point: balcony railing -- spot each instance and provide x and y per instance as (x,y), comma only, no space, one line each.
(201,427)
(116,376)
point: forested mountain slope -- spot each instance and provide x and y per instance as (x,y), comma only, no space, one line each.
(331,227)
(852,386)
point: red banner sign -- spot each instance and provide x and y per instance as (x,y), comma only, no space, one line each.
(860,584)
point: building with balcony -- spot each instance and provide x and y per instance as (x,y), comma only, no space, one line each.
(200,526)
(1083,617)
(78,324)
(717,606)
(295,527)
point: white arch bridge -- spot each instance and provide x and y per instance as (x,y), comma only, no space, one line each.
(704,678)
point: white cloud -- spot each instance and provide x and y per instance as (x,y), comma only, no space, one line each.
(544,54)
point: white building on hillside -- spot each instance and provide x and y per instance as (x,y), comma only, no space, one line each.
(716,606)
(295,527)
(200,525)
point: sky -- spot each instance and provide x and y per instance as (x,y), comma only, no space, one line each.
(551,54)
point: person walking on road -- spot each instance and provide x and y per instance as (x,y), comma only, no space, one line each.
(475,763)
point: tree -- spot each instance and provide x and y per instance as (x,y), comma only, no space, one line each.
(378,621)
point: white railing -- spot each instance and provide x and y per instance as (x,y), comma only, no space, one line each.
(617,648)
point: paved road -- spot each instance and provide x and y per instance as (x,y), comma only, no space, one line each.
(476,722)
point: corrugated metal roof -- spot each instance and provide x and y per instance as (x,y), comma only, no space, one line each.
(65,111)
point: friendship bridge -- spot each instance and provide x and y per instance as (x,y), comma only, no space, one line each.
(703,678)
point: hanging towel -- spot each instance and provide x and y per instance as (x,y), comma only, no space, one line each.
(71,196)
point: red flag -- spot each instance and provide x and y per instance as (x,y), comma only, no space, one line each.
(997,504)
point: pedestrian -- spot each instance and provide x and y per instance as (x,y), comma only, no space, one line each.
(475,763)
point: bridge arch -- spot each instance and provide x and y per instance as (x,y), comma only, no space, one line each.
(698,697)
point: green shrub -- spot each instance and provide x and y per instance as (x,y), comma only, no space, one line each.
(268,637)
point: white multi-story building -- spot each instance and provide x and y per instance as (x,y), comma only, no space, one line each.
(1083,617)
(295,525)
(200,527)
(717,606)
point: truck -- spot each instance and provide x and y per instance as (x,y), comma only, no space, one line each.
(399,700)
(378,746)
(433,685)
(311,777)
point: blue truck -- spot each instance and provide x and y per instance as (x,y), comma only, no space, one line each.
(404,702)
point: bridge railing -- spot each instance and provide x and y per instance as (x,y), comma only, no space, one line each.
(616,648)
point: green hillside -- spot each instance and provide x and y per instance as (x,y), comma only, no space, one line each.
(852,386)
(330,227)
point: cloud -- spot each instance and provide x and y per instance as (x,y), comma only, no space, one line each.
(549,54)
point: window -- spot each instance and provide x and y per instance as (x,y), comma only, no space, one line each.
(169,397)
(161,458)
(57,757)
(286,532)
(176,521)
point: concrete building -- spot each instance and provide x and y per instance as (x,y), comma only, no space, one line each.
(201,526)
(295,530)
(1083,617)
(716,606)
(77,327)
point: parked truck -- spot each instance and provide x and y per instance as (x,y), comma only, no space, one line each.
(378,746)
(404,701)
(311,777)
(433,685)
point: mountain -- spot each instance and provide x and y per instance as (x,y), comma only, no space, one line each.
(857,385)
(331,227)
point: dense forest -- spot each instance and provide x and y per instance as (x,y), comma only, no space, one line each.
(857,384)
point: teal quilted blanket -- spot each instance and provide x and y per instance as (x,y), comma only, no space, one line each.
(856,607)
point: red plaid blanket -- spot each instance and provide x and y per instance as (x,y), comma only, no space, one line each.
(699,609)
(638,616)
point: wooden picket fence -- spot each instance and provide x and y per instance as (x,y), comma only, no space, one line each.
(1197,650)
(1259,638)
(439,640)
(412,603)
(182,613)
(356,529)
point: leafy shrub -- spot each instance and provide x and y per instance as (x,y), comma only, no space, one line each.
* * *
Retype the records word for word, starting at the line that contains "point: teal quilted" and ending with the final line of the records.

[Final result]
point: teal quilted blanket -- spot each instance and provide x and y per instance as (x,y), comma only, no space, one line each.
(856,607)
point: red plaid blanket -- spot each instance and provide x and y per instance as (x,y), comma only, no space, one line each.
(699,609)
(638,616)
point: wooden picket fence -- spot each instance and provide x and y per instance as (x,y), comma only, no space, one line each.
(1197,650)
(1259,638)
(439,640)
(412,603)
(182,613)
(356,529)
point: leafy shrub -- spot each instance and provide x and y per instance as (x,y), comma only, no space, one line each.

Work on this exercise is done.